- The task
In the listing that follows, the range to quote begins at the line that has "</instance>" and ends after the line that has "positive clicks: (1000, 659)"; quote it verbatim and add nothing.

- Material for this task
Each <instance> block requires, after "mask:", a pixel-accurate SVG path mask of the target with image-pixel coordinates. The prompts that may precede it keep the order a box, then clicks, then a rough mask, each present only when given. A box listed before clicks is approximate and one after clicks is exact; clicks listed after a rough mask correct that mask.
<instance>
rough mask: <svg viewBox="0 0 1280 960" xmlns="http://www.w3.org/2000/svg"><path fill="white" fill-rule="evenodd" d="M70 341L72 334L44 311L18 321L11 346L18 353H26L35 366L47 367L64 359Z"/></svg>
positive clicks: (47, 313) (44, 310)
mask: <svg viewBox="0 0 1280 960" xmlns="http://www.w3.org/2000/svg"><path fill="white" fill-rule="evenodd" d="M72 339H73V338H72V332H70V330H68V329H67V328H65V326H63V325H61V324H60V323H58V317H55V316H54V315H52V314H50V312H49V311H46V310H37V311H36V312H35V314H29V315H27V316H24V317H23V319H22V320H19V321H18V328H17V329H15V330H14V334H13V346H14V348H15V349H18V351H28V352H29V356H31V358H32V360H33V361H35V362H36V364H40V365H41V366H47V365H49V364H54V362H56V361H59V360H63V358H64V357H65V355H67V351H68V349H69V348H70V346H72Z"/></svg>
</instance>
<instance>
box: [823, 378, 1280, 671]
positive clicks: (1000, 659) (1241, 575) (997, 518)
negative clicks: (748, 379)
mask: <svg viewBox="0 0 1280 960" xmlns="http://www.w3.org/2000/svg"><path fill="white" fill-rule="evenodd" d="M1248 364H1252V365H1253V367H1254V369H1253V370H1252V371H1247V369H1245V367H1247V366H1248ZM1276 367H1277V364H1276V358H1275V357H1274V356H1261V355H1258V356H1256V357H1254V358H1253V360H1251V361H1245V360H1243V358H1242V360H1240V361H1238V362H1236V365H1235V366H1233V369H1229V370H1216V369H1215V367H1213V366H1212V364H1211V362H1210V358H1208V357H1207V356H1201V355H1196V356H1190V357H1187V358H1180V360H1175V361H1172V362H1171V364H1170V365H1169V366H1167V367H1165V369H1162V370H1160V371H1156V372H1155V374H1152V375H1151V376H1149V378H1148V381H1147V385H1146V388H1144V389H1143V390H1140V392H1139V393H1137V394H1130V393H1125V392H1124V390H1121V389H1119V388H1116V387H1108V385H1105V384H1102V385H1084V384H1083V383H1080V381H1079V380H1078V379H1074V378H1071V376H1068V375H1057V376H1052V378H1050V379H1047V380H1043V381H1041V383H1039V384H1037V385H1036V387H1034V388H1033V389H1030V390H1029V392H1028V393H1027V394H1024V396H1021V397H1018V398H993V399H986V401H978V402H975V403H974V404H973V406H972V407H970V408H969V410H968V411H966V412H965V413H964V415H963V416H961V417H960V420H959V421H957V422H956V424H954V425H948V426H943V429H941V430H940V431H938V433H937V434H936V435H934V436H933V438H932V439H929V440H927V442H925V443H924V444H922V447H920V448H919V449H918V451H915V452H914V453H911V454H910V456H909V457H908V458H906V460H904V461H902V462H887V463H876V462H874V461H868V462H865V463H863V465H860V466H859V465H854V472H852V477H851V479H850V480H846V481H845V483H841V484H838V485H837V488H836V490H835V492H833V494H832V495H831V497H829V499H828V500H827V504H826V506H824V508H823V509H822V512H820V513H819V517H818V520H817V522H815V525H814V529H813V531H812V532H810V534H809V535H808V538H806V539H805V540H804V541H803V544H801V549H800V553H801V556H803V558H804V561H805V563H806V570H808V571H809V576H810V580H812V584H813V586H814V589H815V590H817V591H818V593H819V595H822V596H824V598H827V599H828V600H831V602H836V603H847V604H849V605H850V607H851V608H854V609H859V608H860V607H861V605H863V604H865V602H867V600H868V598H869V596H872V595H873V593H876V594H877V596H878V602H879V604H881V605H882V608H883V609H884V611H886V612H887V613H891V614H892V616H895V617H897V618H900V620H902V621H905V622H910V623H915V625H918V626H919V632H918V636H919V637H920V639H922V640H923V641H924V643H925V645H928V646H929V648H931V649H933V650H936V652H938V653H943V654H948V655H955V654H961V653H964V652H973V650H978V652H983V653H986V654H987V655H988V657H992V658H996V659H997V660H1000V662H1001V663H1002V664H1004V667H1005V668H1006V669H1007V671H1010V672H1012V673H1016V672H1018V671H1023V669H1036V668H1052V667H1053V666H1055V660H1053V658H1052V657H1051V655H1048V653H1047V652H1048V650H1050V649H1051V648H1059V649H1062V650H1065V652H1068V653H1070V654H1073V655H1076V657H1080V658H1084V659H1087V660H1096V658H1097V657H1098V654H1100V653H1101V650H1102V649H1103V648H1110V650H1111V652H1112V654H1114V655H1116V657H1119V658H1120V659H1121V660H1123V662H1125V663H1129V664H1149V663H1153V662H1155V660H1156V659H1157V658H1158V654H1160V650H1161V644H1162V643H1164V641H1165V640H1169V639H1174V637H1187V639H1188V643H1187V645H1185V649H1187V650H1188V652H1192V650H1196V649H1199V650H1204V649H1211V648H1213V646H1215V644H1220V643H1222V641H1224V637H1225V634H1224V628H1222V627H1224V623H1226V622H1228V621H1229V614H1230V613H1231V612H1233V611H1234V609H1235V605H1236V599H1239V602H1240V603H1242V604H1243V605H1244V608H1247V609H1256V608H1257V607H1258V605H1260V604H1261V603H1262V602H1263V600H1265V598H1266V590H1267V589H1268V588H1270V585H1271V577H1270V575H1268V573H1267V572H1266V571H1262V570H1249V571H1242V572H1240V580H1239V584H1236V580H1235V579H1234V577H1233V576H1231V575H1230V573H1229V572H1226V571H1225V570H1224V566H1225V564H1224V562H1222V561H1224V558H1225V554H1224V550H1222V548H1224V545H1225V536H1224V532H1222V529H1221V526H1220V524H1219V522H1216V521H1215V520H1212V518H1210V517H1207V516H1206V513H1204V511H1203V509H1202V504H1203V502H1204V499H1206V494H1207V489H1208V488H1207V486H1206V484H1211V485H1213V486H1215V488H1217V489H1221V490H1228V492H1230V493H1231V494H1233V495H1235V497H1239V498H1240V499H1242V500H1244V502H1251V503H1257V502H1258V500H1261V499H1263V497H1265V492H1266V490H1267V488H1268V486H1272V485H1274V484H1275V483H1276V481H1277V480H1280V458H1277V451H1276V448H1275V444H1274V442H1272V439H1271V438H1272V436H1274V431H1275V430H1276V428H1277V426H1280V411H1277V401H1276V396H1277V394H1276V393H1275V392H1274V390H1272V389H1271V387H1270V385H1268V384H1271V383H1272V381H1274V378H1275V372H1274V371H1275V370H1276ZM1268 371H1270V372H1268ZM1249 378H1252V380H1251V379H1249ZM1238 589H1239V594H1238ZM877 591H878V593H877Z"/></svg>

- Task solution
</instance>
<instance>
box: [823, 378, 1280, 671]
positive clicks: (1000, 659) (1241, 575) (997, 518)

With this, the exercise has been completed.